Change "vertex" to "point" in the listing, from the line that contains "Outline every instance of the wooden" through the end of the listing, both ends included. Give only those lines back, with everything else left the same.

+ + + + +

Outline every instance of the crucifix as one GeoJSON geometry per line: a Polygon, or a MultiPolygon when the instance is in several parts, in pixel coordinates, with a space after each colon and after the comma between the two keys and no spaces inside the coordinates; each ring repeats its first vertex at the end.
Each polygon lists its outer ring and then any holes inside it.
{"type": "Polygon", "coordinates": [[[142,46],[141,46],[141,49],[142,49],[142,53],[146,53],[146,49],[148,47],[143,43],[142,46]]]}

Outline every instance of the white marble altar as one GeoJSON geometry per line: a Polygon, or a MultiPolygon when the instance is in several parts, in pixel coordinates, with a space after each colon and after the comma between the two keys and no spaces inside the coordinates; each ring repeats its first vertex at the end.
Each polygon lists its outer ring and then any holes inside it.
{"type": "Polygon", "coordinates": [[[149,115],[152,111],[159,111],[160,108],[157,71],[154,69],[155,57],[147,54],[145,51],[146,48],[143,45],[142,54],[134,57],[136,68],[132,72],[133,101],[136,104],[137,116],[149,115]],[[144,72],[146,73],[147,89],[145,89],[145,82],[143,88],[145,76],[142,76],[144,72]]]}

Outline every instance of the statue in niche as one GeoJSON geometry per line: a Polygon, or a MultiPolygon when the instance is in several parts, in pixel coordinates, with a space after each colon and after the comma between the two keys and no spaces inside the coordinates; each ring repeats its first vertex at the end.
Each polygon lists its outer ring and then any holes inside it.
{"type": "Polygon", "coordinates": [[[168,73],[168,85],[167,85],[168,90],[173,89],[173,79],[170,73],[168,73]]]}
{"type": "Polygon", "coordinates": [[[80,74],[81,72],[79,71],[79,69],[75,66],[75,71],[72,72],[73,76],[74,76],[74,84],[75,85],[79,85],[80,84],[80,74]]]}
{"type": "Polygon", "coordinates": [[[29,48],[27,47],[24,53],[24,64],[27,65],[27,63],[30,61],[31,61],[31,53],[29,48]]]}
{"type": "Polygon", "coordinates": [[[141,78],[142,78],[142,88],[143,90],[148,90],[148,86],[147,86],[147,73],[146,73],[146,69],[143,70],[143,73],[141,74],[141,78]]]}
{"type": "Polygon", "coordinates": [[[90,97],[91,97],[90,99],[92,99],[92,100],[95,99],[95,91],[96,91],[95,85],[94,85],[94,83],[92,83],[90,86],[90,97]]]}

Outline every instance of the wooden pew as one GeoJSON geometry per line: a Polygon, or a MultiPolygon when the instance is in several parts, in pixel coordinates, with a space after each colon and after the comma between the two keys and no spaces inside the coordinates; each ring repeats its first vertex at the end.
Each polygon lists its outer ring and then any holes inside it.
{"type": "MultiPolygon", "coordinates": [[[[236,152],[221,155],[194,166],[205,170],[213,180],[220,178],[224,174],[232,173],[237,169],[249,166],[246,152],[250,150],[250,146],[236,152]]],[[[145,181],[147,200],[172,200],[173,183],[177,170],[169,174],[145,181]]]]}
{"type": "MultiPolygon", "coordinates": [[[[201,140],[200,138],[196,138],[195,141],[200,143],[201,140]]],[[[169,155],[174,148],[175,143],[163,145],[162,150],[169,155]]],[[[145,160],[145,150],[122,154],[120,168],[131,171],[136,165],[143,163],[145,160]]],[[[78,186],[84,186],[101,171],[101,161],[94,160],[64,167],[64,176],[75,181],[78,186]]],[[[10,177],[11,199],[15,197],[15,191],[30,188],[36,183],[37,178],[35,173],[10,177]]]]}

+ + + + +

• SOLUTION FOR THIS TASK
Outline every instance of the wooden pew as one GeoJSON geometry per line: a Polygon, or a MultiPolygon when the instance is in several parts, in pixel coordinates, with a space after each colon and after the comma between the two keys and no spaces inside the coordinates; each ring repeats its first point at the end.
Each polygon lists its outer ring and then any holes inside it.
{"type": "MultiPolygon", "coordinates": [[[[236,152],[221,155],[194,166],[205,170],[213,180],[220,178],[224,174],[232,173],[237,169],[249,166],[246,152],[250,150],[250,146],[236,152]]],[[[145,181],[147,200],[172,200],[173,183],[177,170],[169,174],[145,181]]]]}
{"type": "MultiPolygon", "coordinates": [[[[201,140],[200,138],[196,138],[195,141],[200,143],[201,140]]],[[[169,155],[174,148],[175,143],[163,145],[162,150],[169,155]]],[[[145,160],[145,150],[122,154],[120,168],[131,171],[136,165],[143,163],[145,160]]],[[[78,186],[84,186],[101,171],[101,161],[94,160],[64,167],[64,176],[75,181],[78,186]]],[[[10,177],[11,199],[15,197],[15,191],[30,188],[36,183],[37,178],[35,173],[10,177]]]]}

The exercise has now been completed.